# Document section start

- League: NBA Development League
- Founded: 2001
- Folded: 2003
- History: Greenville Groove 2001–2003
- Arena: BI-LO Center
- Location: Greenville, South Carolina
- Team colors: Green and Blue
- Head coach: Milton Barnes (2001-02) Tree Rollins (2002-03)
- Ownership: Carl Scheer
- Affiliation: None
- Championships: 1 NBA D-League (2002)
| Home | Away | Third |

= Greenville Groove =

The Greenville Groove were a National Basketball Development League (NBDL) team based in Greenville, South Carolina. Playing their home games at the BI-LO Center (now the Bon Secours Wellness Arena), the Groove was a charter franchise of the league, which had four teams based in the Carolinas. They were the league champions for the inaugural 2001–02 season but the team folded after the 2002–03 season.

The National Basketball Association (NBA) announced the Groove as one of the NBDL's charter franchises in July 2001. On August 16, 2001, the team announced that Stephanie Ready would serve as the team's lone assistant coach in becoming the first woman to serve as a coach on an all-male professional basketball team. Milton Barnes served as head coach of the first season and won the championship before leaving to become coach of the Harlem Globetrotters. The team had won the inaugural NBDL title in defeating the North Charleston Lowgators two games to zero.

# Document section end
# Information provided start

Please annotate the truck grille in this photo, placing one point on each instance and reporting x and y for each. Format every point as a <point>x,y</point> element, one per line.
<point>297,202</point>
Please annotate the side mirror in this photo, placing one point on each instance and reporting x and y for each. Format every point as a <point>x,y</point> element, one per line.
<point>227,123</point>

# Information provided end
# Information provided start

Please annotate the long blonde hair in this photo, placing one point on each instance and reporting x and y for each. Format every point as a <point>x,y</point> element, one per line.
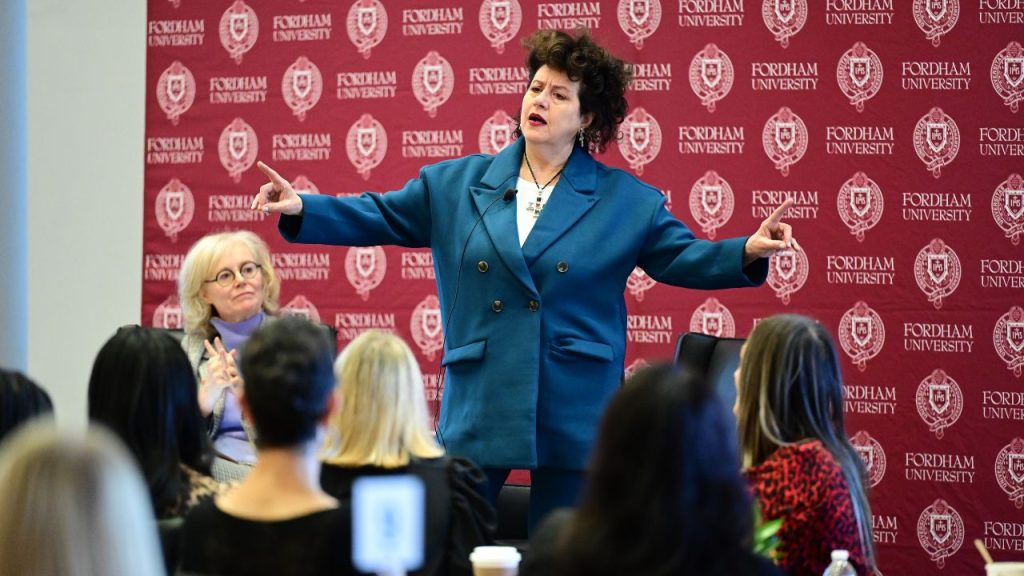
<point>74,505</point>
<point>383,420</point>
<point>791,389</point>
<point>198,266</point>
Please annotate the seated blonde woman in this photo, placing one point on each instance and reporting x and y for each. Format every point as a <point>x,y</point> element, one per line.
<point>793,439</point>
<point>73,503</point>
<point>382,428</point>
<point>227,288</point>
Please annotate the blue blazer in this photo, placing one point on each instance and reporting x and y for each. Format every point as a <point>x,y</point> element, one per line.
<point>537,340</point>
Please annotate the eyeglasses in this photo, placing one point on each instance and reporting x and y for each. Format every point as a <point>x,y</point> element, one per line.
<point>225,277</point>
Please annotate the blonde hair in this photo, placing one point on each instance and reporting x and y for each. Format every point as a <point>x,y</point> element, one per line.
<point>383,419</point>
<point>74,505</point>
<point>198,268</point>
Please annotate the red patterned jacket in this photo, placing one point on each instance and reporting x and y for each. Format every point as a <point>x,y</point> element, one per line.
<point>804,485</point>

# Information provided end

Task to complete: Please check whether each of these statements agrees with the Greenville Groove text above, answering yes or no and quoting the words from the text that decide it. 1. The Groove played its home games at the BI-LO Center. 2. The Groove won the inaugural title by beating the North Charleston Lowgators three games to one. 3. Tree Rollins was head coach for the championship season.

The completed task:
1. Yes: "Playing their home games at the BI-LO Center"
2. No: "defeating the North Charleston Lowgators two games to zero"
3. No: "Milton Barnes served as head coach of the first season and won the championship"